■ PROBLEM DESCRIPTION
Reproduce each of the rows below word for word, keeping every character unchanged.
-*-
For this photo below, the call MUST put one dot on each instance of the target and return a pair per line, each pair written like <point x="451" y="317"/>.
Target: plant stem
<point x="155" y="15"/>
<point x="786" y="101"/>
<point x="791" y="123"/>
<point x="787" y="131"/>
-*-
■ EXERCISE SOLUTION
For this photo below, the call MUST put one dot on each instance of the target and return a pair per line, each pair written like <point x="451" y="317"/>.
Target: plant stem
<point x="155" y="15"/>
<point x="786" y="101"/>
<point x="791" y="123"/>
<point x="787" y="131"/>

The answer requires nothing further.